__Task__: Reproduce every one of the following lines word for word.

__Extracted information__:
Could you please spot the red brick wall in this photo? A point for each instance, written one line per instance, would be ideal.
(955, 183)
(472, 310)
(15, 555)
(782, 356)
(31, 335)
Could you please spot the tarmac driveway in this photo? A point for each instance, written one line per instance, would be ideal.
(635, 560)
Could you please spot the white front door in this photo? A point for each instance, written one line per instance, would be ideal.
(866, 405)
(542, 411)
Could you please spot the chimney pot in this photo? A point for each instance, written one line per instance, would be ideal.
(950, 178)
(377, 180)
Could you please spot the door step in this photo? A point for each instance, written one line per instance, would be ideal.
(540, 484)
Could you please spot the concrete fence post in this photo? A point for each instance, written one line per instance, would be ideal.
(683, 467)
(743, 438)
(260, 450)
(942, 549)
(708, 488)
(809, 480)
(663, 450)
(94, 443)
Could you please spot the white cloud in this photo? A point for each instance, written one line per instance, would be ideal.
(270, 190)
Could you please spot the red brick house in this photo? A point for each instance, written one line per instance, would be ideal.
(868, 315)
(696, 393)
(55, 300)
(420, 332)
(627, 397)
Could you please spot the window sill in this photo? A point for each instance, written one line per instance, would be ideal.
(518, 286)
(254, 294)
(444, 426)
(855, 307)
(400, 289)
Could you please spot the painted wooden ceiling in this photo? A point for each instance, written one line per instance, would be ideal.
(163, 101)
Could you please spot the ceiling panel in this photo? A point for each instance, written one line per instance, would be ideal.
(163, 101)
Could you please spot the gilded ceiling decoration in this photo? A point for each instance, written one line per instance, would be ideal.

__Complete answer__:
Could you please spot the red brick wall in this photo? A point for each instance, written one line per instance, would be ideal.
(955, 183)
(472, 310)
(15, 555)
(782, 356)
(31, 335)
Could you please spot the tarmac driveway in this photo? A point for each instance, written one line per instance, would be ideal.
(635, 560)
Could you please spot the white front door in this photo? A point for each instance, written one line per instance, would be ideal.
(866, 405)
(542, 411)
Could you please spot the chimney pot in this photo? A point for each instance, written one line per instance, would be ideal.
(950, 178)
(377, 180)
Could you please spot the door step in this photo? A point for each instance, written one line per instance, would be ideal.
(540, 484)
Could you please spot the concrete fence post in this photo? A point for each instance, written one line per instance, would be ideal.
(683, 467)
(743, 438)
(260, 450)
(942, 549)
(708, 488)
(809, 480)
(663, 450)
(94, 443)
Could you please spot the white cloud in this photo? A point for each instance, written one line per instance, would be ideal.
(270, 190)
Could you please spot the red brick house in this photo? A point for each instance, written one line per instance, would be ideal.
(868, 315)
(696, 393)
(55, 300)
(420, 332)
(627, 397)
Could you please spot the window sill in this photo? A point for each instance, written one line per instance, would be ideal.
(518, 286)
(254, 294)
(444, 426)
(855, 307)
(400, 289)
Could you please spot the painted wooden ceiling in this photo? A point for each instance, written one line per instance, would be ideal.
(163, 101)
Could you please spot the ceiling panel in this photo? A point for each instance, written one line per instance, would be ideal.
(163, 101)
Could you please spot the gilded ceiling decoration in this photo? A point for each instance, written one line per instance, would be ideal.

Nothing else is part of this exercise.